[Directive 1] Copy out the outline labeling rows word for word, from the line containing "query (the noun phrase to segment): person" down to the line containing "[[[302,256],[300,253],[296,254],[296,267],[300,268],[302,267]]]", both lines included.

[Text excerpt]

^^^^^^^^

Feature

Violent But Charming

The Dictionary of Old English explores the brutality and elegance of our ancestral tongue.

HUMANITIES, January/February 2010, Volume 31, Number 1

“Dictionaries are like watches, the worst is better than none, and the best cannot be expected to go quite true.” So said Samuel Johnson, according to James Boswell—and if any man can get away with making a pithy, slightly nonsensical, yet somehow illuminating statement about the merits of dictionaries, repositories of our language, it is Johnson.

Watches and other kinds of clocks may not “go quite true” yet, but they have managed to attain such a degree of exactness that the point is largely moot. The most accurate form of timekeeper available today, a cesium fountain atomic clock, is expected to become inaccurate by no more than a single second over the next fifty-plus million years (although it is by no means clear what other clock might be used to judge the world’s most accurate timekeeper).

What of dictionaries? Have they been improved to the same extent as clocks? Is there somewhere a dictionary that is expected to be wrong by only one word in the next fifty million years?

It not only has not been done, it cannot be done, for there is no such thing as a perfect dictionary.

There are a number of reasons that a perfect (or even near perfect) dictionary is an impossibility: first, any dictionary is out of date before it is even finished. For instance, the first edition of the Oxford English Dictionary began publishing in 1884 and finished some forty-four years later, by which point the editors had to begin revising it, adding the words that had assumed prominence in the intervening years. During the time that it was being compiled, the language that it defined was continuing its incorrigible and immutable process of mutability. Semantic change waits for no man.

Second, no dictionary could ever truly be comprehensive. One might very well say that a perfect dictionary would include all the words in a language. But if this were so, it would include not only the hundreds of thousands of common and not-so-common terms found in an unabridged dictionary, but also several million scientific words that are used by only a handful of professionals. To include all possible words would swamp the vernacular of the language in a sea of jargon and specialized terminology. So a perfect dictionary presents a conundrum of size: If it doesn’t include all the words, it is incomplete, and if it does, it has too much information.

^^^^^^^^

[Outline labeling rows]
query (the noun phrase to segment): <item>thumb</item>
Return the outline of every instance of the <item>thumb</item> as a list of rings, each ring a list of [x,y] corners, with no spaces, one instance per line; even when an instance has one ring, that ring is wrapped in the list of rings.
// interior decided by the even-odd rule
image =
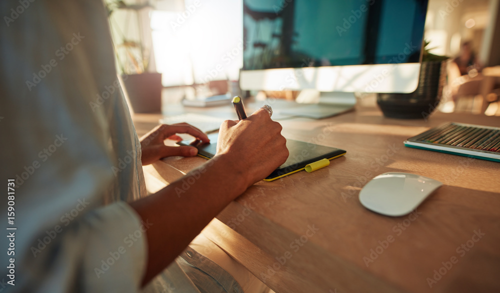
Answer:
[[[198,154],[198,150],[194,146],[167,146],[162,149],[162,158],[180,156],[194,156]]]

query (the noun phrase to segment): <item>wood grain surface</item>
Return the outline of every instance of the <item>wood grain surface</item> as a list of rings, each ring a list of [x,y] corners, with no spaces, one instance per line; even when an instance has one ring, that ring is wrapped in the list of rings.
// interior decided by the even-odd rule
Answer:
[[[436,113],[400,120],[357,108],[326,119],[280,121],[286,138],[347,154],[311,174],[255,184],[212,222],[208,238],[278,293],[500,292],[500,163],[403,144],[446,122],[498,126],[500,118]],[[138,133],[158,118],[136,115]],[[174,157],[154,168],[168,182],[180,176],[170,168],[182,175],[205,162]],[[444,186],[410,215],[382,216],[358,196],[390,172]]]

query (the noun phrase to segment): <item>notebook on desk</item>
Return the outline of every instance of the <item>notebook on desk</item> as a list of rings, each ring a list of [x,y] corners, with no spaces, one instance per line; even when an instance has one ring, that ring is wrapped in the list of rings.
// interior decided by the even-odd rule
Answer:
[[[500,162],[500,128],[449,122],[408,138],[404,145]]]
[[[208,136],[210,144],[202,144],[195,140],[182,140],[178,144],[181,146],[194,145],[198,149],[198,156],[205,158],[212,158],[217,150],[217,138],[218,134]],[[272,181],[282,177],[304,170],[310,164],[326,158],[333,160],[346,154],[343,150],[308,144],[304,142],[286,140],[286,148],[290,154],[286,161],[271,173],[265,179],[266,181]]]

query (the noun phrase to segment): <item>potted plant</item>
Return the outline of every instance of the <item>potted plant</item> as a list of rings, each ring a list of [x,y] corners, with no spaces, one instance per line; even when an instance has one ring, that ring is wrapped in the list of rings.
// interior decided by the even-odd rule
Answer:
[[[150,72],[151,49],[144,46],[142,27],[144,20],[142,10],[152,6],[148,2],[127,4],[106,0],[106,3],[116,64],[130,106],[136,113],[160,112],[162,74]]]
[[[409,94],[378,94],[377,104],[386,117],[402,119],[426,118],[439,104],[446,82],[448,58],[430,53],[424,41],[424,54],[416,90]]]

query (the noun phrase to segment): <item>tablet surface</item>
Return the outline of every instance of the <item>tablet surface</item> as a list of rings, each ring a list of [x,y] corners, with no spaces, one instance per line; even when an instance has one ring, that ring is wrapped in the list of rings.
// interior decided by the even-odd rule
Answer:
[[[218,134],[208,136],[210,144],[201,144],[195,140],[182,140],[178,143],[181,146],[194,146],[198,149],[198,156],[206,158],[212,158],[215,156]],[[273,171],[264,180],[272,181],[278,178],[303,170],[306,166],[323,158],[332,160],[344,154],[343,150],[325,146],[304,142],[286,140],[286,148],[290,154],[286,161]]]

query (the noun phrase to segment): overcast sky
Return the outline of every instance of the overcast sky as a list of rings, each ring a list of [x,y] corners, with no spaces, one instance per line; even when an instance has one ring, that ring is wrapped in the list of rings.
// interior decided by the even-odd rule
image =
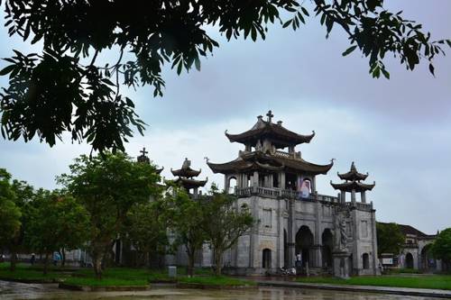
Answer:
[[[391,1],[389,7],[422,23],[435,39],[451,38],[450,1]],[[217,163],[235,159],[242,146],[230,143],[225,130],[246,131],[272,109],[274,121],[288,129],[316,132],[309,144],[297,148],[305,159],[336,159],[329,174],[318,177],[319,194],[336,195],[329,181],[337,182],[336,172],[346,172],[355,161],[359,171],[370,173],[368,182],[376,181],[367,198],[378,221],[410,224],[426,233],[451,227],[450,50],[436,60],[436,77],[426,64],[410,72],[389,59],[391,78],[386,80],[373,79],[367,59],[357,51],[343,58],[349,47],[345,36],[336,28],[326,40],[315,18],[297,32],[272,26],[264,41],[226,42],[212,34],[220,48],[202,61],[200,72],[178,77],[164,70],[162,98],[153,98],[151,87],[128,92],[150,125],[144,137],[126,145],[130,155],[146,147],[168,178],[170,168],[179,168],[188,157],[194,168],[202,168],[200,177],[222,186],[222,176],[212,174],[204,157]],[[12,49],[30,50],[8,38],[4,27],[0,42],[0,57],[11,56]],[[0,85],[6,85],[5,77]],[[55,176],[88,151],[69,139],[53,148],[0,139],[0,168],[36,187],[54,188]]]

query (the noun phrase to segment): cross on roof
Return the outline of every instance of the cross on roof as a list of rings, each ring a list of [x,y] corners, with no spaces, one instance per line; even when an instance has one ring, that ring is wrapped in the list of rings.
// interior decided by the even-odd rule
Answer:
[[[274,116],[274,114],[272,114],[272,112],[271,110],[268,111],[268,114],[266,114],[266,115],[268,116],[268,122],[271,122],[271,120]]]
[[[143,150],[140,152],[143,154],[143,156],[145,156],[147,153],[149,153],[149,151],[145,150],[145,147],[143,147]]]

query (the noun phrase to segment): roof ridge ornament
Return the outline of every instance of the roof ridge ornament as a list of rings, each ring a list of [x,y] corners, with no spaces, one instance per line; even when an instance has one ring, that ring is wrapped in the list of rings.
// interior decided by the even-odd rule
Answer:
[[[272,114],[272,111],[271,109],[268,111],[268,114],[266,114],[266,116],[268,116],[268,123],[272,123],[274,114]]]

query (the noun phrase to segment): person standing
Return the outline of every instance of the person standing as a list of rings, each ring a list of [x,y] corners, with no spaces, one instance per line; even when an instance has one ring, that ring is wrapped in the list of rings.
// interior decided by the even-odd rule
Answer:
[[[302,256],[300,253],[296,254],[296,267],[300,268],[302,267]]]

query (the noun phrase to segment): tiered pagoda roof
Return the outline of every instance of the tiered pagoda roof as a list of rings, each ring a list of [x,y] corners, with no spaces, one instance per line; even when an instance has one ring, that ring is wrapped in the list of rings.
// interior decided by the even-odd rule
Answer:
[[[327,174],[334,165],[333,161],[327,165],[317,165],[304,160],[300,152],[283,152],[277,149],[293,147],[303,142],[309,142],[315,132],[310,135],[301,135],[289,131],[281,125],[272,122],[273,116],[271,111],[266,114],[267,121],[263,121],[259,115],[257,123],[253,127],[240,134],[226,135],[230,141],[237,141],[252,147],[253,151],[246,150],[241,152],[238,159],[223,163],[216,164],[207,161],[208,167],[214,173],[235,174],[242,172],[252,172],[254,170],[277,172],[288,171],[291,173],[307,173],[312,175]],[[264,141],[269,141],[271,146],[265,146]],[[247,150],[249,150],[247,148]]]
[[[179,169],[173,170],[172,168],[170,168],[170,172],[172,173],[172,175],[179,177],[177,179],[170,181],[185,187],[187,190],[189,190],[190,188],[204,186],[208,181],[208,177],[207,177],[206,180],[193,179],[193,177],[196,177],[200,174],[201,170],[199,169],[198,171],[192,169],[190,166],[191,161],[188,159],[185,159],[185,161],[183,161],[183,165]]]
[[[143,150],[140,152],[141,152],[141,155],[138,156],[138,158],[137,158],[138,162],[150,164],[151,163],[151,159],[146,155],[147,153],[149,153],[149,151],[145,150],[145,147],[143,147]],[[155,169],[155,173],[157,173],[158,175],[160,175],[163,169],[164,169],[164,167],[162,167],[161,168],[157,168],[157,169]]]
[[[295,155],[284,155],[285,153],[275,152],[274,154],[263,153],[256,150],[245,153],[238,159],[224,164],[207,162],[208,167],[214,173],[233,174],[250,172],[253,170],[266,171],[290,171],[293,173],[306,172],[309,174],[327,174],[334,165],[331,161],[327,165],[317,165],[304,160]]]
[[[226,131],[226,136],[231,142],[236,141],[243,144],[250,144],[255,146],[258,141],[270,139],[276,148],[285,148],[289,146],[296,146],[304,142],[310,142],[315,136],[315,132],[312,134],[302,135],[290,132],[281,125],[281,121],[277,123],[272,122],[272,113],[269,111],[268,120],[264,121],[262,115],[257,117],[257,123],[250,130],[239,133],[229,134]]]
[[[351,169],[349,170],[349,172],[338,174],[338,177],[341,179],[345,180],[345,182],[343,182],[341,184],[334,184],[331,180],[330,185],[335,189],[338,189],[342,192],[352,192],[353,190],[355,192],[364,192],[368,190],[371,191],[376,185],[375,182],[373,182],[373,185],[368,185],[361,182],[362,180],[366,179],[366,177],[368,177],[368,173],[359,173],[357,171],[357,168],[355,168],[355,165],[354,164],[354,161],[351,164]]]
[[[357,168],[355,168],[355,165],[353,163],[351,164],[351,169],[347,173],[336,173],[340,179],[343,180],[350,180],[350,181],[354,181],[354,180],[364,180],[368,177],[368,173],[366,174],[362,174],[357,172]]]

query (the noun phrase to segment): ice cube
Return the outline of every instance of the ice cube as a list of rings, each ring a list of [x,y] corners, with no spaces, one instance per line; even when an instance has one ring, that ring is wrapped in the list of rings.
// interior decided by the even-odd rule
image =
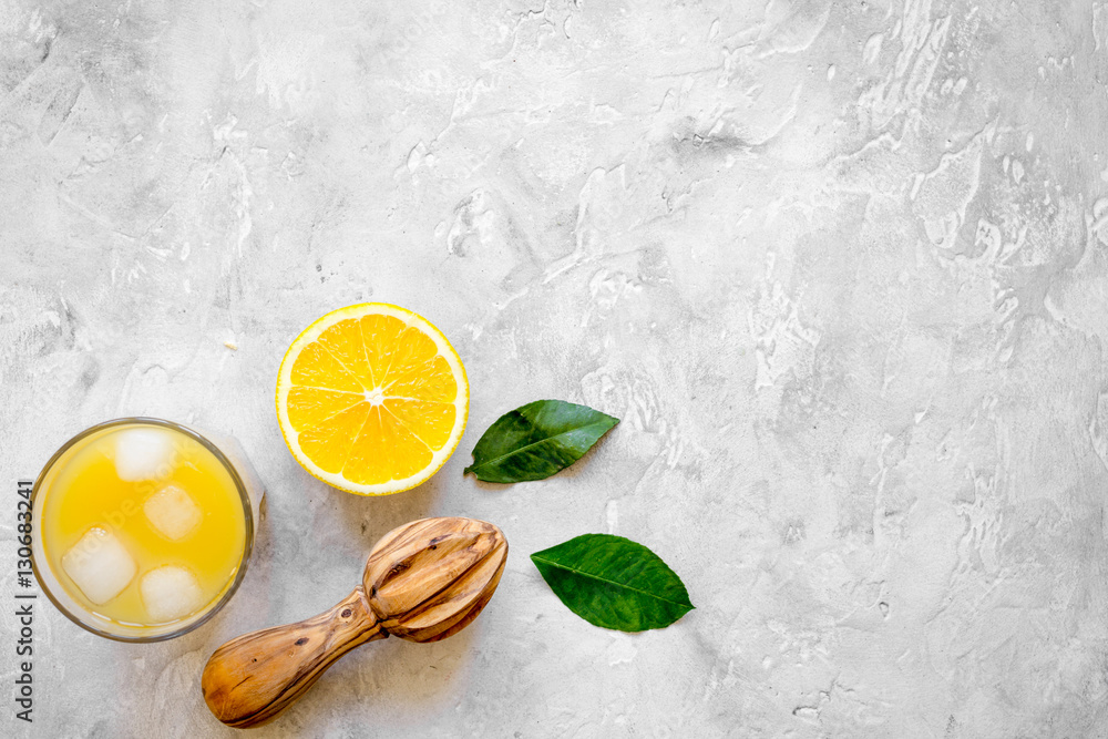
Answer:
[[[146,613],[155,623],[176,620],[204,605],[196,576],[175,565],[163,565],[143,575],[138,592]]]
[[[157,533],[174,542],[196,531],[204,517],[192,495],[172,482],[154,491],[142,511]]]
[[[62,555],[62,569],[86,598],[102,606],[123,592],[138,567],[112,532],[94,526]]]
[[[115,435],[115,474],[120,480],[156,480],[173,469],[173,437],[165,429],[137,428]]]

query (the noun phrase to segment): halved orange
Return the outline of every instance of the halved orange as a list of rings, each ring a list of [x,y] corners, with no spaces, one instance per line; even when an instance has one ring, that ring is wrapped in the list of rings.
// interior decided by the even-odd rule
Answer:
[[[360,495],[414,487],[465,430],[458,352],[422,316],[384,302],[327,314],[296,337],[277,376],[277,420],[296,461]]]

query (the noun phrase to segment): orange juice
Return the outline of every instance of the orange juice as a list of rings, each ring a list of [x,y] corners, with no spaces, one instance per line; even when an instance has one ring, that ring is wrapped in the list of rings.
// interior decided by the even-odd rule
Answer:
[[[35,499],[40,582],[71,618],[114,638],[165,638],[222,605],[253,538],[234,464],[173,424],[79,438],[43,471]]]

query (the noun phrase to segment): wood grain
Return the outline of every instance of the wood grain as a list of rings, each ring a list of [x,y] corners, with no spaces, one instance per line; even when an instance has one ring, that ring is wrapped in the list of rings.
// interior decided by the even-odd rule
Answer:
[[[422,519],[394,528],[370,552],[362,585],[334,608],[216,649],[201,679],[204,700],[227,726],[261,726],[359,645],[460,632],[492,598],[506,562],[507,540],[484,521]]]

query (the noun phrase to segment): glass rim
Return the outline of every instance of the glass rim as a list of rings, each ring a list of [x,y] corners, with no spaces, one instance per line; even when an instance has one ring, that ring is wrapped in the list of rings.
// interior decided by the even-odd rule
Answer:
[[[238,491],[239,500],[243,503],[243,514],[244,514],[243,517],[246,524],[246,536],[243,544],[243,557],[238,563],[238,572],[235,574],[235,579],[227,587],[226,592],[223,594],[223,597],[220,597],[215,605],[211,606],[207,609],[207,612],[204,613],[203,616],[198,617],[193,622],[184,624],[181,628],[174,629],[172,632],[165,632],[164,634],[155,634],[152,636],[127,636],[123,634],[113,634],[111,632],[96,628],[92,624],[82,620],[79,616],[71,613],[69,608],[63,606],[59,602],[58,597],[55,597],[54,594],[51,593],[50,587],[47,585],[45,578],[42,576],[42,574],[40,574],[39,558],[34,555],[33,546],[31,547],[31,569],[34,572],[34,578],[39,582],[39,587],[42,588],[42,592],[45,594],[47,598],[49,598],[49,601],[54,604],[54,607],[58,608],[58,610],[60,610],[62,615],[64,615],[66,618],[69,618],[71,622],[73,622],[81,628],[85,629],[86,632],[91,632],[96,636],[102,636],[105,639],[112,639],[113,642],[125,642],[130,644],[166,642],[168,639],[174,639],[178,636],[184,636],[185,634],[188,634],[193,629],[199,628],[201,626],[206,624],[213,616],[219,613],[224,606],[227,605],[227,602],[230,601],[230,598],[235,595],[236,592],[238,592],[238,587],[239,585],[242,585],[243,578],[246,576],[246,569],[250,563],[250,554],[254,551],[254,509],[253,509],[253,503],[250,501],[249,491],[246,489],[246,484],[243,482],[243,478],[242,475],[238,474],[238,470],[235,468],[234,463],[232,463],[232,461],[227,459],[227,455],[224,454],[223,451],[218,447],[216,447],[212,441],[209,441],[207,438],[194,431],[193,429],[189,429],[186,425],[148,415],[131,415],[131,417],[112,419],[110,421],[102,421],[100,423],[94,423],[93,425],[90,425],[89,428],[81,431],[76,435],[70,438],[69,441],[59,447],[58,451],[55,451],[47,461],[47,463],[42,465],[42,470],[39,472],[39,475],[34,479],[34,486],[31,490],[31,512],[32,515],[34,515],[31,531],[38,534],[37,538],[39,541],[39,545],[42,547],[43,554],[45,554],[45,545],[42,543],[42,523],[40,521],[40,516],[35,512],[34,504],[39,495],[44,494],[42,492],[42,483],[45,480],[47,474],[49,474],[50,471],[53,469],[54,464],[58,463],[58,460],[60,460],[65,452],[72,449],[74,444],[84,440],[85,438],[114,427],[126,425],[126,424],[157,425],[181,432],[186,437],[193,439],[197,443],[199,443],[207,451],[209,451],[216,458],[219,464],[222,464],[224,469],[227,471],[227,473],[230,475],[232,481],[235,483],[235,489]],[[47,569],[50,569],[49,562],[43,563],[42,566],[45,567]],[[55,579],[59,581],[59,587],[62,587],[60,578],[55,577]]]

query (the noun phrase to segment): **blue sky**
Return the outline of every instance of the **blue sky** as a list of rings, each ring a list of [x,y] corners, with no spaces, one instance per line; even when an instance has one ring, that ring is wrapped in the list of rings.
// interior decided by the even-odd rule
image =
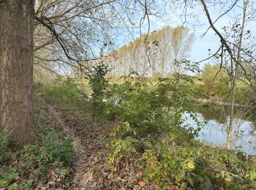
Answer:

^^^^^^^^

[Directive 2] Write the next part of the article about why no dictionary can be perfect, starting right after its last sentence.

[Written reply 1]
query (the noun phrase to segment): person standing
Return the outline of every instance of the person standing as a list of rings, each ring a list of [x,y] corners, with no spaces, one instance per line; even when an instance has one ring, that ring is wrapped in the list of rings.
// interior decided by the even-odd rule
Answer:
[[[302,256],[300,253],[296,254],[296,267],[300,268],[302,267]]]

[Written reply 2]
Third, and perhaps the most insurmountable obstacle of all, dictionaries are intended to reflect a language as it is used, whether spoken or written, and this can never be done in anything less than an incomplete fashion. In the United States alone there are now hundreds of thousands of books being published every year. To read all of them (and many are doubtless not worth reading) and keep track of all of the word usage and meanings within would require an army of erudite madmen.

And so having established that there is no such thing as a perfect dictionary, it really is quite delightful to discover that a small team of researchers has decided to not be bothered by this minor point, and is attempting to write one anyway.

They are creating a dictionary that includes not only every single word in a specific language, but every shade of meaning that each of these words has ever had. They can do this because they have managed to collect and organize every single word of text (that we know of) that native speakers of this language have written.

This is possible because no one has been a native speaker of this language for more than eight hundred years. The lexicographic work in question is the Dictionary of Old English (DOE), currently being compiled at the University of Toronto. This team of researchers, now led by Antonette diPaolo Healey, is working from a corpus that contains every known piece of Anglo-Saxon text (some three thousand items) and is fully searchable by computer.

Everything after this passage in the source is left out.